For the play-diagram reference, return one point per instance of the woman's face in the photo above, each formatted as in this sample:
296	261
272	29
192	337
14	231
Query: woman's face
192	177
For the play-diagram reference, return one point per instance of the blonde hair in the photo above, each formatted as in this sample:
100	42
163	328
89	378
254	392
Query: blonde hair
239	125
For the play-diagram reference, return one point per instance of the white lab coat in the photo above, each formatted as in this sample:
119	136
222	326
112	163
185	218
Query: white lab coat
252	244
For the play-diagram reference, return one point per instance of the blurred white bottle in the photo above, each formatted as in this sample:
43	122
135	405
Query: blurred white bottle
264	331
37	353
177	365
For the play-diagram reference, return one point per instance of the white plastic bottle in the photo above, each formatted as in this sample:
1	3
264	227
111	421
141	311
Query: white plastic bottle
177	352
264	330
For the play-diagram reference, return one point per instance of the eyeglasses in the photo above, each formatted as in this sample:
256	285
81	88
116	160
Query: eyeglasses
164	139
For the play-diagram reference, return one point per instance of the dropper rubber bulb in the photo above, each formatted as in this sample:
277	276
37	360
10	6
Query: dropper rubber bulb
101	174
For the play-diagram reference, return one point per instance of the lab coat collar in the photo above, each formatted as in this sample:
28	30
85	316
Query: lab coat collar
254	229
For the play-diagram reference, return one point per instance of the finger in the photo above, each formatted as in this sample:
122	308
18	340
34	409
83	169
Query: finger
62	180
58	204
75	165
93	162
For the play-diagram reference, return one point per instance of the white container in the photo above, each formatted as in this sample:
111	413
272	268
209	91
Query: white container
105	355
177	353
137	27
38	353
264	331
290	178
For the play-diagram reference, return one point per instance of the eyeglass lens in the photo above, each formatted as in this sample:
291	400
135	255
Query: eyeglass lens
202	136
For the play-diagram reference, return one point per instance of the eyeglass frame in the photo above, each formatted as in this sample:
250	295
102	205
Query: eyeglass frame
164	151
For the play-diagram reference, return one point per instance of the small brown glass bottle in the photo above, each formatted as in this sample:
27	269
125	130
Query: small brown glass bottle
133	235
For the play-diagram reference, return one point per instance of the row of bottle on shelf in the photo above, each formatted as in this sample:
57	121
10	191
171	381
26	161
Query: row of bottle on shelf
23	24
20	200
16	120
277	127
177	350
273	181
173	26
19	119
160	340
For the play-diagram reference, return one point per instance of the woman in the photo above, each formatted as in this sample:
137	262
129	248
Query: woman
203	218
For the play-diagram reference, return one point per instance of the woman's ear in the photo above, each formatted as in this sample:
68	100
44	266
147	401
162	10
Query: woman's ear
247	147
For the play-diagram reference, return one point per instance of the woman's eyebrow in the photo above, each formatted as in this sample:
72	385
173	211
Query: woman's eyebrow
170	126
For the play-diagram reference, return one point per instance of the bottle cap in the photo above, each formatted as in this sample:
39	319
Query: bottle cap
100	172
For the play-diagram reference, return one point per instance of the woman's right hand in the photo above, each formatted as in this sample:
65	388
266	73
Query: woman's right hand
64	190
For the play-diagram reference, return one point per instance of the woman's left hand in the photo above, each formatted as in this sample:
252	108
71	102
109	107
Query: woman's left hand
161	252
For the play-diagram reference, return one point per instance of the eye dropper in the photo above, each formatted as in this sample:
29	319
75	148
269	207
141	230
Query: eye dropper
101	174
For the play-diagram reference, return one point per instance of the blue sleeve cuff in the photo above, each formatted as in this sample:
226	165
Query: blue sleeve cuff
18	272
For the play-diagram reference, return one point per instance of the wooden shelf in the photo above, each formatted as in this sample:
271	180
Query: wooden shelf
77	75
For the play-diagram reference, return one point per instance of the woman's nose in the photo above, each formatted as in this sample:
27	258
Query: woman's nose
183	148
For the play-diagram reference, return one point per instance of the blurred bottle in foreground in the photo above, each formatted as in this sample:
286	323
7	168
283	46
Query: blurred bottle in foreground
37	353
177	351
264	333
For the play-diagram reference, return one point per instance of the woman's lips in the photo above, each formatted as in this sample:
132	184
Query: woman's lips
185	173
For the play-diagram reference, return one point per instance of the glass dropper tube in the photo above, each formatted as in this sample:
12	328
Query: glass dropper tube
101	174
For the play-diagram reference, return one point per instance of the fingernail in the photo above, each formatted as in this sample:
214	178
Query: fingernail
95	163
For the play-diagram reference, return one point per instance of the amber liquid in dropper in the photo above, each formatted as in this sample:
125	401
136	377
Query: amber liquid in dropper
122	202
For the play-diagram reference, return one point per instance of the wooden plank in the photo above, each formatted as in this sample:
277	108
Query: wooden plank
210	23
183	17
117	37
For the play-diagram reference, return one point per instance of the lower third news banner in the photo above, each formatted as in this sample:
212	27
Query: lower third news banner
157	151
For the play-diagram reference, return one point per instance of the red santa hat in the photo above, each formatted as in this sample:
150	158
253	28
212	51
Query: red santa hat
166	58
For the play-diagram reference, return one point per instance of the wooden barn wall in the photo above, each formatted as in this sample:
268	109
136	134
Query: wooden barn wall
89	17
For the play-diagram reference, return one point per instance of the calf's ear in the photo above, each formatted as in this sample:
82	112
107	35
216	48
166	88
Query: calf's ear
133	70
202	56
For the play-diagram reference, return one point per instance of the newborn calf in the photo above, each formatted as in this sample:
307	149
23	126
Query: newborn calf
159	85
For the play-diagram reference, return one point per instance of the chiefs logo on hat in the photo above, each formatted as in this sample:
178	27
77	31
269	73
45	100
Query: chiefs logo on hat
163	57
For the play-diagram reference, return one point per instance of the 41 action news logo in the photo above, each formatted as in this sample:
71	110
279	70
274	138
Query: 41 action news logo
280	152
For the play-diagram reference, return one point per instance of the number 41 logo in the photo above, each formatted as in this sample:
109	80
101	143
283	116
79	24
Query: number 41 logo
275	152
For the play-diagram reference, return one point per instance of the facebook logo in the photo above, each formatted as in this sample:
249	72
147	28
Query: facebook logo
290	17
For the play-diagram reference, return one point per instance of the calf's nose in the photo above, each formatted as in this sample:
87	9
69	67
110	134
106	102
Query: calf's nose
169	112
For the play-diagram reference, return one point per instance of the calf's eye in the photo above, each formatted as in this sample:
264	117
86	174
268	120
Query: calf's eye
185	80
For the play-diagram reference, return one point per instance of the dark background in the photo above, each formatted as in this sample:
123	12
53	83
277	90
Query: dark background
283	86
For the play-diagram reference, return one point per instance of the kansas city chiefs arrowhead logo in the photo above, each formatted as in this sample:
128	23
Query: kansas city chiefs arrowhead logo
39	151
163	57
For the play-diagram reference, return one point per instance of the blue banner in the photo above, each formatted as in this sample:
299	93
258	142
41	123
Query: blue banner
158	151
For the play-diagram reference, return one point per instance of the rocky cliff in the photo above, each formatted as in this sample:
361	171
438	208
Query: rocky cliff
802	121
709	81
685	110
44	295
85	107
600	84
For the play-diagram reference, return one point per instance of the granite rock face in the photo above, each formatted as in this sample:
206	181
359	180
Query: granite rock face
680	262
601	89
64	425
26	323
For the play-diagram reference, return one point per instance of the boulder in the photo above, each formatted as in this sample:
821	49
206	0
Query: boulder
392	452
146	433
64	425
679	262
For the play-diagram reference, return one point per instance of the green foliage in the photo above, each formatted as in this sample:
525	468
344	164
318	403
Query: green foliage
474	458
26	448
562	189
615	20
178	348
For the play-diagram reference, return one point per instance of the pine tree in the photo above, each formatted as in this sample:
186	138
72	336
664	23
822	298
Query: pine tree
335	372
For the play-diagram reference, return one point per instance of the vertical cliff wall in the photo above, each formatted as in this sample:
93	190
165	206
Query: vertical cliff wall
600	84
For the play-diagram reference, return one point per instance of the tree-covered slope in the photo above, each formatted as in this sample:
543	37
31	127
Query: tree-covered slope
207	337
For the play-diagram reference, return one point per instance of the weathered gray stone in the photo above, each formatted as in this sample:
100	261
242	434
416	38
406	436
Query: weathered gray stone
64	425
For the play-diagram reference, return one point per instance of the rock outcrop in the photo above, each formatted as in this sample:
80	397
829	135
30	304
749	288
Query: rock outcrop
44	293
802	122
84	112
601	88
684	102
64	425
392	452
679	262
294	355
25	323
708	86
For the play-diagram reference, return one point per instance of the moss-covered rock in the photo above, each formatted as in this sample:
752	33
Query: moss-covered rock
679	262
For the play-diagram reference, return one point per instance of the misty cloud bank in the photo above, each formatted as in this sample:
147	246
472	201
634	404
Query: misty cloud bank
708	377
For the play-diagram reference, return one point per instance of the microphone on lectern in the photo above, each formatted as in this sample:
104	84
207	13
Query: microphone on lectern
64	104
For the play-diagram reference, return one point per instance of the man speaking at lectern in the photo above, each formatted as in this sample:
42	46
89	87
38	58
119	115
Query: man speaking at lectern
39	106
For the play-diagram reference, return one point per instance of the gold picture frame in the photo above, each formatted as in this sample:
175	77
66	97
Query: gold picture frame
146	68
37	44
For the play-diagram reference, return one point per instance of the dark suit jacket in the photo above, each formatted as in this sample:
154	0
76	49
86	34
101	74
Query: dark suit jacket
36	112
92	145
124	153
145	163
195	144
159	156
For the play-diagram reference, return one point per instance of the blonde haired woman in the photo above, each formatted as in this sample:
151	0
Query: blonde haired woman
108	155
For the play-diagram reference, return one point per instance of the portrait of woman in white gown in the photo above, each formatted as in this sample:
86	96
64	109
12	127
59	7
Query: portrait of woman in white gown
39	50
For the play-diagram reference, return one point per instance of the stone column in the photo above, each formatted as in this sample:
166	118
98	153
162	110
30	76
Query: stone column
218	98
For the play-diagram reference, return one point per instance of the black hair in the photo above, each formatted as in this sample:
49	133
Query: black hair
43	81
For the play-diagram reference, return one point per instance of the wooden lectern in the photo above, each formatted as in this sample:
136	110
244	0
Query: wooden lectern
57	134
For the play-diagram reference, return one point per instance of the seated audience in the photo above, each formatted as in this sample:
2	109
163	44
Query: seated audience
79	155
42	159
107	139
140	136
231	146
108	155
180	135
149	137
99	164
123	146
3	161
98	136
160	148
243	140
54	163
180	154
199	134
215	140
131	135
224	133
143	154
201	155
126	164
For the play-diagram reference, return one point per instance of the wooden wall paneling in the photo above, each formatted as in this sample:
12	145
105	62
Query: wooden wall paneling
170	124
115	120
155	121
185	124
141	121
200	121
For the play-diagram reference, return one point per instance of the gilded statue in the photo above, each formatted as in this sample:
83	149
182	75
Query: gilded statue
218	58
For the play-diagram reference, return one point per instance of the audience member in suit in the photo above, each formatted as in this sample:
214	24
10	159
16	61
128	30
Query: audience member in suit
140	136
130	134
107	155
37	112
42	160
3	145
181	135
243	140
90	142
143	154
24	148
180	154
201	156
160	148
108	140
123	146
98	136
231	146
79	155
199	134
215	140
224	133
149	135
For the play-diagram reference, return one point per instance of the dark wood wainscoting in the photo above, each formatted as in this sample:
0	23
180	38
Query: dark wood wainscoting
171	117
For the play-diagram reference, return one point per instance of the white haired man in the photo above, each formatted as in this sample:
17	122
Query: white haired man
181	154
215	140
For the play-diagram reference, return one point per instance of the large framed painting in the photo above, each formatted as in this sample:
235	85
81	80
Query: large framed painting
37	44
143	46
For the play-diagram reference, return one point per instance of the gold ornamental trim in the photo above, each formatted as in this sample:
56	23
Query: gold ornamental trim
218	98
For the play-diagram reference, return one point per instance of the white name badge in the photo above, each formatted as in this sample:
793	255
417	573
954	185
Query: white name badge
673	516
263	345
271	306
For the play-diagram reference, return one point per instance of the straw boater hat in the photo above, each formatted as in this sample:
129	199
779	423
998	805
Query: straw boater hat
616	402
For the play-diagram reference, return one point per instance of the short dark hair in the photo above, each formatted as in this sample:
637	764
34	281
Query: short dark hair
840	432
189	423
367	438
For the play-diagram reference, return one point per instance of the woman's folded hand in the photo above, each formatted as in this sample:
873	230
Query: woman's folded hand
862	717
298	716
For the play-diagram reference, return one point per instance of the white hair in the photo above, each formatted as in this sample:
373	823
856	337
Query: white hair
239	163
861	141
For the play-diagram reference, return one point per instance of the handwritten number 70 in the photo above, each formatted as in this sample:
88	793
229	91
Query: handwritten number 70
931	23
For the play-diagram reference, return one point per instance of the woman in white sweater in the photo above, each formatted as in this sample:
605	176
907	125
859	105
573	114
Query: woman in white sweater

########################################

DO THIS:
Give every line from the one containing "white hair in" through the end of the records, inclusive, as a JSON list of strings. Use one string per line and leave out blank lines.

THE SOLUTION:
[
  "For the play-diagram reference, return one point per instance of the white hair in the photo above, each formatted as in this sample:",
  "373\t823",
  "856\t337",
  "Query: white hair",
  "239\t163",
  "861\t141",
  "For the play-diagram reference, return one point per instance of the handwritten number 70 in the photo above, each formatted as in this sample:",
  "88\t793",
  "229\t91",
  "Query: handwritten number 70",
  "931\t23",
  "For the play-diagram reference, return one point per instance of the woman in white sweater in the photo above, each formatted as in this sample:",
  "605\t176",
  "907\t125",
  "859\t105",
  "573\t114",
  "Query: woman in white sweater"
]